Extracted text

++++++

Carol Wallace, like many runners in the Governor’s Cup half marathon, is using the Nov. 9 event to gauge her fitness for a marathon in early 2014.
But for the Blythewood resident, the journey to that next marathon has been different than most. She was a half mile from the finish at the Boston Marathon this year when the bombs exploded. After much internal debate, she accepted the Boston race organizers’ offer to let 2013 non-finishers return in 2014.
“It was not a no-brainer,” Wallace said of the decision to run Boston again. “I had to decide if that was what I wanted to do. I don’t know how to explain how I felt about it.”
The 2013 event was her second attempt at Boston, and she had crossed the finish joyfully in 2012. Until the bombs exploded, the 2013 race was near perfection for her.
“I was having a great time,” she said. “I took my camera, and I was taking pictures along the way. The crowd, the weather, everything was good up until it was stopped.”
Then all hell broke loose.
“About a half mile from the finish, everyone was stopped,” Wallace said. “I was thinking, ‘What’s going on?’ ”
It didn’t take long for someone in the crowd to let them know, there were bombs at the finish line.
“My first thought was, ‘Where is my family?’ I knew my husband was near the finish line,” Wallace said.
She borrowed a phone from “a friend I had just met” and tried to text her husband, Braden, but communications lines were jammed in downtown Boston.
The person who had lent a phone to several runners finally started getting incoming texts and passing them along. A simple question from the phone owner turned out to be some of the sweetest words Wallace had ever heard. “Whose area code is 803?” Braden was fine. He had been close enough to see the first explosion and hear the second, but he was unharmed.

++++++

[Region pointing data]

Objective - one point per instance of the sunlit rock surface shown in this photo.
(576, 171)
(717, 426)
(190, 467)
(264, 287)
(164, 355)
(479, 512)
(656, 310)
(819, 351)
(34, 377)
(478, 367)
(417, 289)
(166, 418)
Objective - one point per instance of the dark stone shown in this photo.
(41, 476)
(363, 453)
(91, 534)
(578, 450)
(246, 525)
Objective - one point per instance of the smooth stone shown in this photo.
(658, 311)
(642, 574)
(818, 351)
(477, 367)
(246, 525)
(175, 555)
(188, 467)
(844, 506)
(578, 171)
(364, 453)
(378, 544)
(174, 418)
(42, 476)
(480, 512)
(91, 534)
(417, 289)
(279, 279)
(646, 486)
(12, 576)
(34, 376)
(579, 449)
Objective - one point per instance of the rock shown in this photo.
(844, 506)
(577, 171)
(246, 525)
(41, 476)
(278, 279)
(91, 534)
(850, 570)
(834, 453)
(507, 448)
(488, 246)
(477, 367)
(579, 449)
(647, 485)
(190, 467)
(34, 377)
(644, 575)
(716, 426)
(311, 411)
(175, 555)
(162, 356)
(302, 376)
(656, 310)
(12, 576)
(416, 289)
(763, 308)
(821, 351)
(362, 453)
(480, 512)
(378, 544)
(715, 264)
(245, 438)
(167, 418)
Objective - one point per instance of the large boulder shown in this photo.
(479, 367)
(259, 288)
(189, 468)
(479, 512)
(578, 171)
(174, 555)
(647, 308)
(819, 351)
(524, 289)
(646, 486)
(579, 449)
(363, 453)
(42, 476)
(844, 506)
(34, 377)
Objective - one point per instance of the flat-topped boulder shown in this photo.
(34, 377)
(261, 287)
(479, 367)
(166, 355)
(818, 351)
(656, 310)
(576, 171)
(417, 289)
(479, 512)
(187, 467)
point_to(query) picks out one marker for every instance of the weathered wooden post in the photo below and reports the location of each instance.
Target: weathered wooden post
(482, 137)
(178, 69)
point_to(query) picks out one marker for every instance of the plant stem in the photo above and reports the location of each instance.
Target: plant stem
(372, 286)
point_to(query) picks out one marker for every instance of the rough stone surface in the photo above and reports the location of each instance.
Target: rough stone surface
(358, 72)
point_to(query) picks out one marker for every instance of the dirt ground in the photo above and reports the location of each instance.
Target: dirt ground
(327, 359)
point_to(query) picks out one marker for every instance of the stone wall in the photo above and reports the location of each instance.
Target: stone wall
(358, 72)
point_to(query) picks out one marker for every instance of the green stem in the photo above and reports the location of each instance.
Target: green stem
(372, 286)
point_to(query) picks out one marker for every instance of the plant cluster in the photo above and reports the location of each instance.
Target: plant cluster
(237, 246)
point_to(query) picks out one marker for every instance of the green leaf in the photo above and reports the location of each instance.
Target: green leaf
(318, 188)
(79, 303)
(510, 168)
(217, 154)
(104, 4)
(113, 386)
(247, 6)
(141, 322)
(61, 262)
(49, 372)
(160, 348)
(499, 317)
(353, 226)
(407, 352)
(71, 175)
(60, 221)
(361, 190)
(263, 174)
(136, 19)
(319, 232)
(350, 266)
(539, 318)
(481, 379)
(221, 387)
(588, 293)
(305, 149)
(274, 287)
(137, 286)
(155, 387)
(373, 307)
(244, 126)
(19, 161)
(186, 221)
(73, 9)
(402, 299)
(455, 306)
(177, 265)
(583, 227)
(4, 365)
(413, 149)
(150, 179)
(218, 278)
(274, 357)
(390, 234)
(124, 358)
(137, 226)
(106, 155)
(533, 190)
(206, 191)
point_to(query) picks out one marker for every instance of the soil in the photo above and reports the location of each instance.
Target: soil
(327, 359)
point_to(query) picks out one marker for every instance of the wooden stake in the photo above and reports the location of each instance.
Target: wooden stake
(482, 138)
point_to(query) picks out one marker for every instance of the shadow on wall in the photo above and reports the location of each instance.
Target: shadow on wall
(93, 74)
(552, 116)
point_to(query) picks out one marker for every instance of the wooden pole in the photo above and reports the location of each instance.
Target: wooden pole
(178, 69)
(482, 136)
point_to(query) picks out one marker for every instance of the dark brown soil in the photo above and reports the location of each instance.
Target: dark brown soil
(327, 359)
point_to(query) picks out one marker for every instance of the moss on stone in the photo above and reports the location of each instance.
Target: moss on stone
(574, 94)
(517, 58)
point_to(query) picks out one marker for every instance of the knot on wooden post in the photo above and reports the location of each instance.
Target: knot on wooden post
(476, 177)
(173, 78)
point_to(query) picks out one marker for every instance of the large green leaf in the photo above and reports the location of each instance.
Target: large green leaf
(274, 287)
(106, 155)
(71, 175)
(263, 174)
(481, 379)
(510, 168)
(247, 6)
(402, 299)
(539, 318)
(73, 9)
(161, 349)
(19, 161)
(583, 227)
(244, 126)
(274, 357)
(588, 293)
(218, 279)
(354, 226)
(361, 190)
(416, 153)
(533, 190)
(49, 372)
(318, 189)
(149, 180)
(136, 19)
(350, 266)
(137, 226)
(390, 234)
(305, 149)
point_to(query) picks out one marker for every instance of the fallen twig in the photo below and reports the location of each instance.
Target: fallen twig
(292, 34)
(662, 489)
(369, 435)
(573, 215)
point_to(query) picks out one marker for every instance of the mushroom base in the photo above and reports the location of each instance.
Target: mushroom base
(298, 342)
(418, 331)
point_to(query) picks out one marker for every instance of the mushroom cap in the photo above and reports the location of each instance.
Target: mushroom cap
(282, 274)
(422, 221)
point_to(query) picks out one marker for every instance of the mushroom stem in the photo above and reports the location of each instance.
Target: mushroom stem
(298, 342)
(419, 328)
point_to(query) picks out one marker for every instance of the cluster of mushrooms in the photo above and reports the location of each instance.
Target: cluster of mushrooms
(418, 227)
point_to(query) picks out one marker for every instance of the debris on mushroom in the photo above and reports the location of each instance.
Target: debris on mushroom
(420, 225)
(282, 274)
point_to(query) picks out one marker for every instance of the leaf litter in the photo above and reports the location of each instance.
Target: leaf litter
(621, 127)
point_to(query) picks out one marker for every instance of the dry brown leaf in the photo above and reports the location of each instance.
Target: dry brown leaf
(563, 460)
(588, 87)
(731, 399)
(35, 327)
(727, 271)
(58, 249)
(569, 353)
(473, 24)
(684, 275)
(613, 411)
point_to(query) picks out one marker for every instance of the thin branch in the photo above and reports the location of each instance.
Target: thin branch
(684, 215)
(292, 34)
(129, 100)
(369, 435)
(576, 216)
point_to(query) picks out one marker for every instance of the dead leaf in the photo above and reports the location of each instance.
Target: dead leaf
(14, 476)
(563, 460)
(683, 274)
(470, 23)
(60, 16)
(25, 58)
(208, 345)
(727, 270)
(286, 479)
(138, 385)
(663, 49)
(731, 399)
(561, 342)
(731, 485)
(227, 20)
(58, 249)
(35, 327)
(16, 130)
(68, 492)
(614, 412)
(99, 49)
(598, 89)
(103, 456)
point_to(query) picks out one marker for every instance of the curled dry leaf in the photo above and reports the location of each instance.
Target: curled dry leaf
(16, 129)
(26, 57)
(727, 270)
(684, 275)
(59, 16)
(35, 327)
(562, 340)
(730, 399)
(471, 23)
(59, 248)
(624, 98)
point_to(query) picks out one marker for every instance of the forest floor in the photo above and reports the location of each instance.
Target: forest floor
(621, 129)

++++++

Prompt A
Update the article about Carol Wallace from the words "But for the" through the words "hell broke loose.", changing "camera" to "phone".
Prompt B
According to the article about Carol Wallace, where does she live?
Prompt C
Summarize the article about Carol Wallace in two sentences.

Written solution A
But for the Blythewood resident, the journey to that next marathon has been different than most. She was a half mile from the finish at the Boston Marathon this year when the bombs exploded. After much internal debate, she accepted the Boston race organizers’ offer to let 2013 non-finishers return in 2014.
“It was not a no-brainer,” Wallace said of the decision to run Boston again. “I had to decide if that was what I wanted to do. I don’t know how to explain how I felt about it.”
The 2013 event was her second attempt at Boston, and she had crossed the finish joyfully in 2012. Until the bombs exploded, the 2013 race was near perfection for her.
“I was having a great time,” she said. “I took my phone, and I was taking pictures along the way. The crowd, the weather, everything was good up until it was stopped.”
Then all hell broke loose.

Written solution B
She lives in Blythewood.

Written solution C
Carol Wallace, a Blythewood runner, is using the Governor's Cup half marathon to gauge her fitness for the 2014 Boston Marathon, which she decided after much debate to run again. In 2013 she was stopped a half mile from the finish when the bombs exploded, and after a borrowed phone finally received texts, she learned that her husband, Braden, was unharmed.